▸ **Requirements**:
Restate the data below word for word. Skip any images it contains.
##### Information supplied
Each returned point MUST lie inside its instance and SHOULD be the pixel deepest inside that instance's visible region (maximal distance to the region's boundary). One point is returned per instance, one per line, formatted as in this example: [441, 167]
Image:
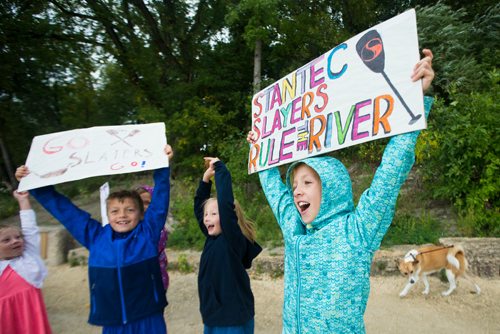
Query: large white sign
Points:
[103, 150]
[359, 91]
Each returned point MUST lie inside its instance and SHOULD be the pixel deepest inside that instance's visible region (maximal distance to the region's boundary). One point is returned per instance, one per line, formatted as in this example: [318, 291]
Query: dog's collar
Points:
[411, 256]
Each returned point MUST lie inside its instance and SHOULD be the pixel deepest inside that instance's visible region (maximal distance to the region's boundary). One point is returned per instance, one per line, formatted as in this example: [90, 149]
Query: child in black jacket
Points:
[226, 299]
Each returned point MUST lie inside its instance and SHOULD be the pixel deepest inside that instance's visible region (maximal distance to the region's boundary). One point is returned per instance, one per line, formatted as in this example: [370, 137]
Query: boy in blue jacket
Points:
[126, 289]
[329, 243]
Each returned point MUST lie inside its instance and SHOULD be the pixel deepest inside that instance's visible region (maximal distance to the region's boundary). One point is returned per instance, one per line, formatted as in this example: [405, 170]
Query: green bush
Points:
[407, 229]
[463, 157]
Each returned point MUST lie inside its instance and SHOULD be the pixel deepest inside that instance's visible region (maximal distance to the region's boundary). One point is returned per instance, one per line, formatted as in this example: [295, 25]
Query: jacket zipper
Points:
[120, 285]
[154, 287]
[299, 287]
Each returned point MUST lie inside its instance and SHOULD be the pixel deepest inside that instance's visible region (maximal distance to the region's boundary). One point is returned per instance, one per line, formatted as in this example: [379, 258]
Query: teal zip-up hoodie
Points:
[327, 266]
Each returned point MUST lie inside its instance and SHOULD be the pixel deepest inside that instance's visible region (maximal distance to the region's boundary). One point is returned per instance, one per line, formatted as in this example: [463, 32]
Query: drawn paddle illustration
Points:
[371, 51]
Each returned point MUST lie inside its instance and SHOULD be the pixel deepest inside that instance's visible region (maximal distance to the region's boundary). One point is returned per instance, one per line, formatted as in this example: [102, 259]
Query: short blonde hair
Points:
[246, 226]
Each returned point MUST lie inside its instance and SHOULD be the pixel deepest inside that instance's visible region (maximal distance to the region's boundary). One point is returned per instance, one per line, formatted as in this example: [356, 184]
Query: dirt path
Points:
[66, 296]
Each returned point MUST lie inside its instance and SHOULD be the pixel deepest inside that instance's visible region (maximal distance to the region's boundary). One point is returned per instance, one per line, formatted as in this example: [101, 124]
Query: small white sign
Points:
[104, 150]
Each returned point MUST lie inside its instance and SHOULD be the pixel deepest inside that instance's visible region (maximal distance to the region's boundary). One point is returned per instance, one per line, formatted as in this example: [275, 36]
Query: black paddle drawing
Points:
[371, 51]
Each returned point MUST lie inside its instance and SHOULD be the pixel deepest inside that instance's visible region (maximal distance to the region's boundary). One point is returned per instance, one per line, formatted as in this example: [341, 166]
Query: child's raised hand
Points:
[20, 195]
[210, 172]
[21, 172]
[423, 70]
[169, 152]
[22, 199]
[252, 137]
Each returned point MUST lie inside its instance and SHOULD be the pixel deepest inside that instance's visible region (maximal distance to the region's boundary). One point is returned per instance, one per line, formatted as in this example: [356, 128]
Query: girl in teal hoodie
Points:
[329, 243]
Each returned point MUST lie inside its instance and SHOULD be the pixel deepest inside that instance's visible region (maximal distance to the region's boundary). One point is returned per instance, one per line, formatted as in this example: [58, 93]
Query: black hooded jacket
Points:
[226, 298]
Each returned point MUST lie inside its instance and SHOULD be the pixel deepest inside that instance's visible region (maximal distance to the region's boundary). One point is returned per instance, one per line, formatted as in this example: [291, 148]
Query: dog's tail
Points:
[456, 257]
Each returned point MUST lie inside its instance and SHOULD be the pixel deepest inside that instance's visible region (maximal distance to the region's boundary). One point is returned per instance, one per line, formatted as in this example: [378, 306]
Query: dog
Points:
[418, 263]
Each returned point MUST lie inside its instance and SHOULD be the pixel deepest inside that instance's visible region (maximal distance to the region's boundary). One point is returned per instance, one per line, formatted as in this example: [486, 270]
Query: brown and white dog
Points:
[418, 263]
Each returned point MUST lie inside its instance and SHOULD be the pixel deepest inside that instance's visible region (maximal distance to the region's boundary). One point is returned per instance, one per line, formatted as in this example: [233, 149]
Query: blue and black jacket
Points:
[226, 298]
[124, 274]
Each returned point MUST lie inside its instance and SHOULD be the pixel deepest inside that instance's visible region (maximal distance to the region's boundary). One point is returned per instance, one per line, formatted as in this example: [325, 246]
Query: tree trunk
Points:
[8, 165]
[257, 62]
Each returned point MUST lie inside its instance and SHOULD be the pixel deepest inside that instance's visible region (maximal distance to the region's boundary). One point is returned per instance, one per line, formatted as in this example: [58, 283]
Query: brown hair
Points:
[121, 195]
[246, 226]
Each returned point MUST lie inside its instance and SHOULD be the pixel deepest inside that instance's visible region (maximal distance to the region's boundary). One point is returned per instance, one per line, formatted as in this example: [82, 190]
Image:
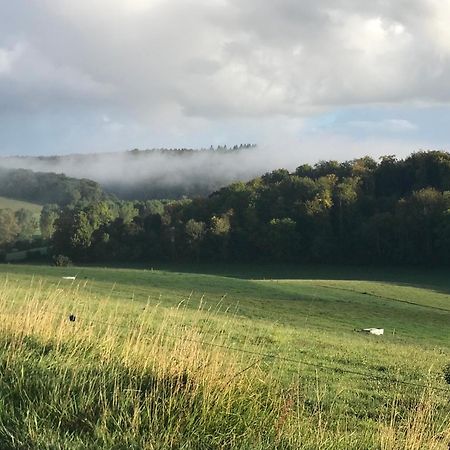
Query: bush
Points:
[446, 372]
[62, 261]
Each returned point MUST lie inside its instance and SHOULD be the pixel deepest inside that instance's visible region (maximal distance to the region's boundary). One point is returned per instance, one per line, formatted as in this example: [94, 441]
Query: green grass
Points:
[179, 330]
[15, 205]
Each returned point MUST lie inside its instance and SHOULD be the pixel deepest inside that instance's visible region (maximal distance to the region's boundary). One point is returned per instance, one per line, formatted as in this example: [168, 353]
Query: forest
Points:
[47, 187]
[394, 211]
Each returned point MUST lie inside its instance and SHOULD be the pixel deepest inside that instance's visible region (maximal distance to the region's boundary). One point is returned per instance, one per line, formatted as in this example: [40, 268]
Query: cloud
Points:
[388, 125]
[193, 67]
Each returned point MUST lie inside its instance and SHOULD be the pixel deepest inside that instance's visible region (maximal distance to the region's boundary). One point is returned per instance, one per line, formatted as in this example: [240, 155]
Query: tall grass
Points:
[143, 379]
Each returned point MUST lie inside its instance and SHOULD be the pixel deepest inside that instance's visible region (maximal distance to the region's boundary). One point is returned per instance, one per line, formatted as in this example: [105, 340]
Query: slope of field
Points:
[280, 357]
[15, 205]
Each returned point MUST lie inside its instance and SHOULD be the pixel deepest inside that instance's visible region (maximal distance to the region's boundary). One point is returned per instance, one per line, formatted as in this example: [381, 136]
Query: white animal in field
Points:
[376, 331]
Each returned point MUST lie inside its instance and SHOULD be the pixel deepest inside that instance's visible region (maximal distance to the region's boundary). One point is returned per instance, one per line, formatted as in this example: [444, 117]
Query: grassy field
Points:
[200, 357]
[15, 205]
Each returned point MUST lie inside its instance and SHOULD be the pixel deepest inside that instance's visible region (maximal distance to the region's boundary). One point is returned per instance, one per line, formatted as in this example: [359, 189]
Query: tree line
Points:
[46, 187]
[359, 211]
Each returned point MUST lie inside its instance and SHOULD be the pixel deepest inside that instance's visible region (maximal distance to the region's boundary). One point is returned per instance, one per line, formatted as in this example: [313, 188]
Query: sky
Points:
[325, 79]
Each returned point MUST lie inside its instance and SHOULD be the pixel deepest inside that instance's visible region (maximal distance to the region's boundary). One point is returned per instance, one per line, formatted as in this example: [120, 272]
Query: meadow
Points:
[232, 356]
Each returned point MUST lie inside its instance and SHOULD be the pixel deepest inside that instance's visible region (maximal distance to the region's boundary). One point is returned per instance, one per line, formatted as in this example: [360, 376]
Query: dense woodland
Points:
[361, 211]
##########
▸ **Reply to the task**:
Each returned point MUST lie inside its instance and SHOULD be the pixel deepest inside that instance's visible region (maximal distance to the region's boundary). One point is returned per instance, one per line, formatted as in this example: [441, 167]
Image:
Query: large white sign
Points:
[103, 150]
[359, 91]
Each returned point MUST lie inside its instance and SHOULD be the pixel deepest inside that instance's visible region (maximal distance to the region's boundary). One point is returned per instance, one per line, formatted as in this example: [318, 291]
Query: dog's collar
Points:
[411, 256]
Each returned point MUST lie inside its instance and SHOULD be the pixel deepest inside that instance's visible region (maximal distance to the region's boundary). One point is returned per instance, one per line, formatted as in this example: [90, 149]
Query: child in black jacket
Points:
[226, 299]
Each returned point MUST lie inside its instance and SHOULD be the pixel deepest inside that instance's visible region (maximal distance to the region's boundary). One point is returned per instance, one per line, formatted as in this example: [370, 137]
Query: boy in blue jacket
Points:
[126, 289]
[329, 243]
Each returned point MUST lie inside its instance and SHOULD be the pixel deepest inside that instance's visible region (maximal distance to the region's boundary). One point is returned per instance, one per line, formatted as in this example: [405, 170]
Query: green bush
Points:
[407, 229]
[463, 157]
Each returned point MUST lie inside its instance and SHOULD be the pixel deepest inside that instance's visible region (maximal distance to the region's boundary). One point is returned per instance, one per line, formatted as in this example: [295, 25]
Query: jacket zipper
Points:
[120, 285]
[154, 287]
[299, 287]
Each returned point MUST lie inside its instance and SHOULD be the pixel deepest inside that instance's visible region (maximal distance to the region's boundary). One point is returned per instance, one per line, formatted as in this example: [379, 258]
Query: teal zip-up hoodie
Points:
[327, 266]
Each returned point MUST lie inside its instance and SHOULD be the pixel deepest inside that instance's visible region (maximal distance to the region's boundary). One point is returned per instance, one per line, formatted as in this example: [463, 32]
Query: drawn paddle illustration
Points:
[371, 51]
Each returned point MUST lie inside its instance and SHOULD be the pixel deepest inside that instance's visible region (maximal distance to the region's boundary). One point is returned per instance, one per line, formatted as in this example: [102, 259]
Query: short blonde hair
Points:
[246, 226]
Each returned point MUST lie inside its instance and SHOULD be the pixel deepest inside that instance's visible region (maximal distance to the region's boundary). One point is returned per instance, one per line, formatted as in this example: [356, 184]
Query: dirt path
Points:
[66, 296]
Each returned point MUST lie inside its instance and SHOULD be the pixel deepest inside that instance's visible region (maximal distance to the region's boundary). One point is returned per instance, one per line, formatted as in this example: [101, 124]
Query: small white sign
Points:
[104, 150]
Each returned point MUST lie inside its instance and SHOULD be the pixel deepest inside that instance's visible region (maximal distance to the region's boundary). One point is returned per instance, one per line, formatted as in this example: [275, 36]
Query: black paddle drawing
Points:
[371, 51]
Each returned point MUST lie inside its instance and SHOULD be the pixel deepest inside that instance's visible region (maximal distance to the region's boundary). One point is returned per instance, one per line, formatted as in this example: [341, 166]
Query: child's raised hand
Points:
[20, 195]
[210, 172]
[21, 172]
[423, 70]
[169, 152]
[22, 199]
[252, 137]
Each returned point MUST lie inside its instance and SHOULD be the pixel deepest inside that instance's visible region (maximal distance to the region's boundary). One point is returned per instance, one per line, formatted as in this example: [356, 128]
Query: girl in teal hoodie
Points:
[329, 243]
Each returned point MUST lie inside its instance and SHOULD be the pixel deepest inside that instance's visible region (maximal distance to the region's boundary). One point is returned per instance, one per line, formatted as in this example: [58, 93]
Query: black hooded jacket
Points:
[226, 298]
Each returned point MUST lie inside its instance and SHOULD be the pixel deepest inside that instance's visible region (maximal distance to the region's boundary). One point is returned per instance, one per line, formatted as in this example: [291, 148]
Query: dog's tail
Points:
[456, 257]
Each returned point MUST lie inside its instance and SHOULD be the pixel deepest inside that instance's visible region (maximal distance to the region's boundary). One point is returned per instance, one per line, formatted as in this example: [378, 306]
Query: dog
Points:
[418, 263]
Each returned point MUST lie inside its instance and SHOULD be the pixel deepest inside that instance's visible region (maximal distance to the region's boundary). One point is returned per instance, one per line, formatted as in this example: [486, 270]
Query: brown and white dog
Points:
[418, 263]
Each returned point MUST lie inside its instance and SHOULD be the pixel deepest inside that instance's visible region (maximal distance to the region's boundary). One point is returned per instance, one per line, formatted as in this example: [233, 149]
Query: blue and black jacket
Points:
[226, 298]
[124, 274]
Each returned point MUST lie inside its instance and SHOULD be the pixel deepest inside that instance's visible region (maximal distance to the region's boundary). One point is returned per instance, one per line, formatted as in this example: [325, 246]
Query: tree trunk
Points:
[8, 165]
[257, 62]
Each returned point MUST lie inside its instance and SHOULD be the pixel deepest inside that instance's visible region (maximal distance to the region's boundary). One point is returned per instance, one per line, formatted as in this example: [58, 283]
Query: brown hair
Points:
[121, 195]
[246, 226]
Each returned point MUST lie inside its instance and SHOULD be the pixel deepest inside that instance's visible region (maximal distance to the region's boundary). One point is returned per instance, one per line, formatted as in this example: [82, 190]
Image:
Query: bush
Points:
[446, 372]
[62, 261]
Each returned point MUST lie inside its instance and SHOULD be the pixel deepest inside that instance's visible region (maximal distance to the region's boundary). One point is returned per instance, one per line, formatted as in this example: [94, 441]
Query: green grass
Points:
[179, 330]
[15, 205]
Each returned point MUST lie inside its instance and SHOULD be the pixel deepest inside that instance's visible region (maximal distance to the region's boundary). One point is returned per instance, one per line, formatted as in this example: [168, 353]
Query: forest
Points:
[47, 187]
[394, 211]
Each returned point MUST lie inside its instance and SHOULD be the pixel deepest inside that instance's visible region (maximal distance to the region's boundary). One point is returned per instance, one per line, formatted as in this example: [40, 268]
Query: cloud
Points:
[388, 125]
[193, 67]
Each returned point MUST lie inside its instance and SHOULD be the pixel deepest inside that instance's visible region (maximal distance to the region's boundary). One point is returned per instance, one per line, formatted as in this example: [240, 155]
Query: tall grass
Points:
[143, 379]
Each returned point MUST lie inside its instance and SHOULD be the pixel deepest inside that instance's visible region (maximal distance to the region's boundary). One point is returned per instance, one per line, formatted as in this example: [105, 340]
Query: slope of field
Points:
[280, 357]
[15, 205]
Each returned point MUST lie inside its instance and SHOULD be the pixel deepest inside that instance's visible region (maximal distance to the region's boundary). One point is returned per instance, one per line, formatted as in this example: [381, 136]
Query: white animal in field
Points:
[376, 331]
Each returned point MUST lie inside its instance and SHOULD be the pixel deepest inside that instance's visible region (maximal distance to the region's boundary). One point is returned per instance, one per line, formatted as in this example: [444, 117]
Query: grassy field
Points:
[200, 357]
[15, 205]
Each returned point MUST lie inside its instance and SHOULD be the pixel deepest inside that instance's visible region (maximal distance to the region's boundary). One point is returned per instance, one per line, formatted as in this example: [359, 189]
Query: tree line
Points:
[46, 187]
[359, 211]
Each returned point MUST lie inside its instance and SHOULD be the pixel deepest inside that instance's visible region (maximal distance to the region's boundary). One point is returned per instance, one per line, formatted as in this example: [313, 188]
Query: sky
Points:
[325, 79]
Each returned point MUST lie inside its instance and SHOULD be the pixel deepest inside that instance's visible region (maximal distance to the region's boundary). One point is returned per instance, one per line, formatted as in this example: [120, 272]
Query: meadow
Points:
[232, 356]
Each returned point MUST lie inside its instance and SHOULD be the pixel deepest inside that instance's visible region (maximal distance to the region's boundary). One point is returned per instance, one per line, formatted as in this example: [360, 376]
Query: dense woodland
Points:
[361, 211]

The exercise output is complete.